— start Passage shown —

# Bluetooth problems?



## jaffo (Sep 28, 2011)

My Nook color is running CM7.1 (from Oct 2011).

I have not been able to get bluetooth devices to sync & work properly with it. This is true for previous versions of Cyanogen as well. Back when I got the NC (for Father's day 2011), I tried connecting a motorola bluetooth headset (just the single earbud) - I got it to connect, but never was able to record anything from its microphone, nor could I hear anything from it. I didn't think much of it at the time.

For Christmas, my wife got me this bluetooth stereo headset:
http://bensoutlet.com/products/zonda-bluetooth-headphones

Not the best product I'm sure, but it was only $20. I've actually been quite satisfied with them - I use them with my Droid Charge phone all the time (for listening to music, auido from netflix, and for phone calls). I have also used them with an iPad 2 that I have at work. No problems. I can get them to pair and connect to my NC, but as soon as I try to play music or watch a video, they will disconnect.

Does anyone have any suggestions?


----------



## chessmaster W/nook (Aug 22, 2011)

jaffo said:


> My Nook color is running CM7.1 (from Oct 2011).
> 
> I have not been able to get bluetooth devices to sync & work properly with it. This is true for previous versions of Cyanogen as well. Back when I got the NC (for Father's day 2011), I tried connecting a motorola bluetooth headset (just the single earbud) - I got it to connect, but never was able to record anything from its microphone, nor could I hear anything from it. I didn't think much of it at the time.
> 
> ...


Are you running a nightly?

Sent from my Galaxy Nexus using RootzWiki


----------



## jaffo (Sep 28, 2011)

No, I am running the latest stable version from 9 Oct 2011. No nightlies here.


----------



## aeidian (Sep 7, 2011)

I'm pretty sure I read somewhere on here that the Nook doesn't have the ability to record anything, via bluetooth mic or physical. As for the connection issues, I also remember seeing that our NC doesn't have a bluetook antenna, so the range on it is like 6 inches away or some ridiculous shit. It's frustrating as hell for me too because using bluetooth SMS tether programs fail when I actually move away from my phone, which defeats the purpose of even using it.


----------

— end Passage shown —
— start Records provided —

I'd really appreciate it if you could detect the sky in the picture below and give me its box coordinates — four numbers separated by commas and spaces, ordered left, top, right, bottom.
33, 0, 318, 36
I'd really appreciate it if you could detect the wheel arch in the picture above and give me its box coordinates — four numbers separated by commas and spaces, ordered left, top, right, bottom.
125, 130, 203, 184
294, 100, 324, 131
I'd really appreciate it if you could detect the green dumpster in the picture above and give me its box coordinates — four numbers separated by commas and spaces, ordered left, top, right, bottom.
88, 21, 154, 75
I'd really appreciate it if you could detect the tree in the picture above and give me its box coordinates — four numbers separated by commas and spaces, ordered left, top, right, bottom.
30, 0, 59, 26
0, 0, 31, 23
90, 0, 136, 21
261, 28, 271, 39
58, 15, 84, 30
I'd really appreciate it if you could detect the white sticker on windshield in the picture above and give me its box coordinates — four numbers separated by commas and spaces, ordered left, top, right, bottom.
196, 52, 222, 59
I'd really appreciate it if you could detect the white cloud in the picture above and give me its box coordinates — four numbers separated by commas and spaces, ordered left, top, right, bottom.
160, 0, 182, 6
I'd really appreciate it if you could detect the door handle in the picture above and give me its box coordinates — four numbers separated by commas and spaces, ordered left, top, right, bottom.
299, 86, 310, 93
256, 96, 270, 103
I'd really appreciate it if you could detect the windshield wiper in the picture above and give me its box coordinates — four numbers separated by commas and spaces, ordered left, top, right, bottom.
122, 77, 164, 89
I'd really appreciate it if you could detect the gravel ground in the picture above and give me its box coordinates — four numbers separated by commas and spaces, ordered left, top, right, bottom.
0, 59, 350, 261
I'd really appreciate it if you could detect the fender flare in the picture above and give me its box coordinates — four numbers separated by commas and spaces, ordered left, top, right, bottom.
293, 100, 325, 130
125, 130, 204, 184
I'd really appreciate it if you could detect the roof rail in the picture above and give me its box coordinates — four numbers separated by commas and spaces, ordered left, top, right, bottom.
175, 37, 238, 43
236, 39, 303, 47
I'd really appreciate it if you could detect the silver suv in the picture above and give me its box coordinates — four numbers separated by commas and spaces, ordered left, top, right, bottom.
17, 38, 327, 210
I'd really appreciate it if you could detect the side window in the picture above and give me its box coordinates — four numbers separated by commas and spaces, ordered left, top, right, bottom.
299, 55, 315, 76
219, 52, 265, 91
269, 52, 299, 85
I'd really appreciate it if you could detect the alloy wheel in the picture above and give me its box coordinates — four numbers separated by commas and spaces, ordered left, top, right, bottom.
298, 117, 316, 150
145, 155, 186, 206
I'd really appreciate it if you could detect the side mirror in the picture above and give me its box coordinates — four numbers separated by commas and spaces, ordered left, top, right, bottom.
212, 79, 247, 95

— end Records provided —

* [Challenge 1]:
Using the Bluetooth thread, answer these:
(a) How much did the stereo headset cost?
(b) Which version of the software does jaffo say he is running when asked about nightlies?
(c) About how far does aeidian say the Nook's Bluetooth range reaches?
* [Challenge 2]: Copy the records from the line containing "I'd really appreciate it if you could detect the side mirror" through the end of the records.
These records are unrelated to the thread above.

* [Final answer 1]:
(a) $20
(b) The latest stable version from 9 Oct 2011
(c) About 6 inches

* [Final answer 2]:
I'd really appreciate it if you could detect the side mirror in the picture above and give me its box coordinates — four numbers separated by commas and spaces, ordered left, top, right, bottom.
212, 79, 247, 95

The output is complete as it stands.